___ SUPPLIED ENTRIES ___

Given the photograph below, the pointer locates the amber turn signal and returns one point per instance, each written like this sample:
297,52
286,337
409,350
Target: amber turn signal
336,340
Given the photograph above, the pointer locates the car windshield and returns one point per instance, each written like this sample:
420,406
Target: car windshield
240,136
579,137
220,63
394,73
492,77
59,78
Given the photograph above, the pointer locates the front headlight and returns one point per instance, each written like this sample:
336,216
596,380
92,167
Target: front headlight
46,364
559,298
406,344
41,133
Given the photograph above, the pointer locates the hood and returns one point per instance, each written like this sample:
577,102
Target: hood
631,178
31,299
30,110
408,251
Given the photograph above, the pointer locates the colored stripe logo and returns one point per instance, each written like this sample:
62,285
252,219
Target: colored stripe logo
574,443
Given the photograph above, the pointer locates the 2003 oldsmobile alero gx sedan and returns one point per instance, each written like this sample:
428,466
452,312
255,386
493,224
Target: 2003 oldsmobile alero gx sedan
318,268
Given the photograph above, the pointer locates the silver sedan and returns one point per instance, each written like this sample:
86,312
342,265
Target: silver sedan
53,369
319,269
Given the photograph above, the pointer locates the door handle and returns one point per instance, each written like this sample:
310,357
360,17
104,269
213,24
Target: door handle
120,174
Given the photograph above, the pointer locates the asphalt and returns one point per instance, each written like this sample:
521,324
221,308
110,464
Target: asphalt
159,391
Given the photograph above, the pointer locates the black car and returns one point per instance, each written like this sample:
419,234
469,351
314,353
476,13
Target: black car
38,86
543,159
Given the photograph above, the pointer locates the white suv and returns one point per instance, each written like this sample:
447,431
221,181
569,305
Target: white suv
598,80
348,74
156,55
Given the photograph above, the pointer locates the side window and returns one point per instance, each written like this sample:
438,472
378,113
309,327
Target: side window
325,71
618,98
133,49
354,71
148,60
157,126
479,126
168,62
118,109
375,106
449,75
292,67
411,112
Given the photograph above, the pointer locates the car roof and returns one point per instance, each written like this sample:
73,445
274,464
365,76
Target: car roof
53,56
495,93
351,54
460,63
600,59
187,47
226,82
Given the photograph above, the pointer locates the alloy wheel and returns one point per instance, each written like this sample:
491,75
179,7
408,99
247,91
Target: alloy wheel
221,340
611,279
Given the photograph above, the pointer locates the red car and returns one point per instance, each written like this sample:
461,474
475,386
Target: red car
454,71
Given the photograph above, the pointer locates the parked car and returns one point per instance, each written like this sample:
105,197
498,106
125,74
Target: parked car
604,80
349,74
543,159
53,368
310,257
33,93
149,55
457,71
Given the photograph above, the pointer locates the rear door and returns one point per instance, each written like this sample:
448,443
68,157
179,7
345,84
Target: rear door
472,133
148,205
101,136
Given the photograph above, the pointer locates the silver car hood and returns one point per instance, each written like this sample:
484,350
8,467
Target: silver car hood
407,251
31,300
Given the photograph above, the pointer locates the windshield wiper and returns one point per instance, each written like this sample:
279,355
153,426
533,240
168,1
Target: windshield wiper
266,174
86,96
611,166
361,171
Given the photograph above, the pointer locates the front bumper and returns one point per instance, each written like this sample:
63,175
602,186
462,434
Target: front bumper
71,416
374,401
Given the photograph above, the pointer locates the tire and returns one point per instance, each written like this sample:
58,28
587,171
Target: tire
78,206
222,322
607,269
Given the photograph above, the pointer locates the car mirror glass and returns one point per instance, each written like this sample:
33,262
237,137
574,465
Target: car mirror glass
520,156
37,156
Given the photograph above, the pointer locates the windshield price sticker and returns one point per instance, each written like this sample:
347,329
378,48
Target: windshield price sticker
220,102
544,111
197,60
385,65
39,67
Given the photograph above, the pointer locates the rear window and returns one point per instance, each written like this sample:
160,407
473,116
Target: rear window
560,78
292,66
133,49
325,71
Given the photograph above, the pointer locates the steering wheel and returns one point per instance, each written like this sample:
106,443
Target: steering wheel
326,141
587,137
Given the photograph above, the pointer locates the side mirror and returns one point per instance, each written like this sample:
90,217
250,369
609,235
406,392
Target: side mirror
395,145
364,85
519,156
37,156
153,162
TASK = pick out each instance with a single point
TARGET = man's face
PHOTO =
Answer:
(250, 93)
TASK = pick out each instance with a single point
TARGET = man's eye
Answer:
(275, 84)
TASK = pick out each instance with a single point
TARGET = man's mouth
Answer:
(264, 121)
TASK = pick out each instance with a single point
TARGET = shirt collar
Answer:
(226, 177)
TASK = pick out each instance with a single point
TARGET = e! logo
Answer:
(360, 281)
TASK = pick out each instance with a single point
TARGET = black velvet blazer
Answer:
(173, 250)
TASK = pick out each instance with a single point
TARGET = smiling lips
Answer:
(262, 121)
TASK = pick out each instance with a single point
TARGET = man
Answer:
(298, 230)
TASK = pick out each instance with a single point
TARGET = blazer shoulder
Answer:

___

▶ EXERCISE DETAILS:
Restate the data above word for word.

▶ RESPONSE FOR THIS EXERCISE:
Given the photograph below, the pointer locates the amber turn signal and returns one point per instance, each written like this sample:
297,52
286,337
409,350
Target: amber turn signal
336,340
Given the photograph above, the pointer locates the car windshield and returns one point per instance, each written like this sample:
420,406
Target: car windshield
240,136
579,137
220,63
394,73
492,77
59,78
Given the photograph above, the pointer locates the front headlight and returns one point per instance, each written like this sample:
336,216
596,380
92,167
Target: front headlight
46,364
559,298
406,344
41,133
Given the photograph above, the pointer locates the hood and returns one point per instance, each written like this sample:
577,102
Target: hood
631,178
31,299
30,110
408,251
Given the photograph above, the pointer locates the colored stripe logo and returns one point per instance, each written like this sample:
62,285
252,219
Target: colored stripe logo
574,443
Given the photograph above, the pointer locates the 2003 oldsmobile alero gx sedan and returns one point per instance, each written like this sample:
428,466
452,312
255,386
493,224
Target: 2003 oldsmobile alero gx sedan
318,268
Given the photograph above, the pointer locates the silver sedan and returns one point per instance, each written like this sample:
86,312
342,265
Target: silver sedan
53,369
319,269
Given the photograph above, the pointer locates the door handle and returns one point per instance, each written like this sample:
310,357
360,17
104,269
213,24
Target: door handle
120,174
Given the photograph above, the pointer locates the asphalt and returns one point per instance, each written like this sample:
521,324
221,308
110,464
Target: asphalt
159,391
Given the photograph above, the pointer locates the black car and returns one point per instance, each written like this sample:
419,234
469,351
314,353
476,13
Target: black car
38,86
543,159
Given the photograph above, the pointer locates the white suv and returns one point per instance, each written like this sample:
447,431
221,181
569,305
Target: white suv
598,80
348,74
156,55
Given the photograph above, the pointer locates the side window and returns one point per instance, each written like this sample:
438,472
378,113
309,327
Target: side window
325,71
618,98
133,49
354,71
148,60
157,126
479,126
168,62
118,109
375,106
449,75
292,67
411,112
Given the photograph above, the pointer locates the car roof and returns one point per instance, each written like this sample:
73,445
274,464
365,76
Target: car roof
53,56
495,93
351,54
460,63
600,59
187,47
226,82
Given the photograph above, the pointer locates the alloy wheel and returns one point per instance, each written like this sample:
491,75
179,7
408,99
247,91
Target: alloy wheel
221,340
611,279
Given the photograph above, the pointer locates the red car and returns one point per instance, each written like this sample:
461,474
475,386
Target: red car
454,71
Given the photograph above, the pointer locates the parked car and returns one point per instance, each written like this sample:
105,197
498,106
125,74
Target: parked car
604,80
349,74
543,159
53,368
310,257
33,93
149,55
457,71
Given the photograph above, the pointer locates the rear door and returns one point per instance, each written like this sample:
448,443
68,157
179,7
345,84
Target: rear door
472,133
148,205
101,136
Given the photograph above, the pointer locates the silver car hood and returns one point per instance, each written like this sample:
484,350
8,467
Target: silver car hood
407,251
31,300
Given the photograph above, the pointer locates the windshield wiper and returns one point per instance, each written like this sample:
279,355
153,426
533,240
168,1
Target: windshield wiper
266,174
86,96
611,166
361,171
Given the photograph above, the pointer locates the front bumper and returns one point per instance, each written like this sample:
63,175
602,186
462,434
Target: front bumper
71,416
374,401
Given the photograph above, the pointer locates the tire and returns one point per instance, each written like this sample:
58,28
587,171
Target: tire
78,206
222,322
607,269
Given the photograph above, the pointer locates the car mirror glass and returns one point per instance, each written like this sample:
33,262
237,137
574,465
Target: car mirror glass
520,156
37,156
Given the photograph above, the pointer locates the windshield price sticker and returns one point per instance, each written like this sample:
347,329
378,48
Target: windshield price sticker
220,102
544,111
197,60
385,65
39,67
Given the photograph above, the pointer locates the rear window and returns one point per instance, each written like this sample:
160,407
473,116
Target: rear window
560,78
292,66
133,49
325,71
Given the photograph above, the pointer locates the steering wheel and returns one point per instance, each written like this sample:
106,443
Target: steering wheel
326,141
587,137
Given the photograph above, the pointer locates the side mirror and returns one point per instance, each written like this sample:
90,217
250,369
609,235
406,392
Target: side mirror
395,145
364,85
519,156
37,156
153,162
TASK = pick out each instance with a single point
TARGET = man's face
PHOTO =
Answer:
(250, 93)
TASK = pick out each instance with a single point
TARGET = man's eye
Answer:
(275, 84)
TASK = pick out each instance with a single point
TARGET = man's mouth
Answer:
(264, 121)
TASK = pick out each instance with a single point
TARGET = shirt collar
Answer:
(226, 177)
TASK = pick out each instance with a single point
TARGET = e! logo
Answer:
(360, 281)
TASK = pick out each instance with a single point
TARGET = black velvet blazer
Answer:
(173, 250)
TASK = pick out each instance with a single point
TARGET = smiling lips
Answer:
(262, 121)
TASK = pick out each instance with a single point
TARGET = man
Answer:
(298, 230)
TASK = pick out each instance with a single point
TARGET = blazer shoulder
Answer:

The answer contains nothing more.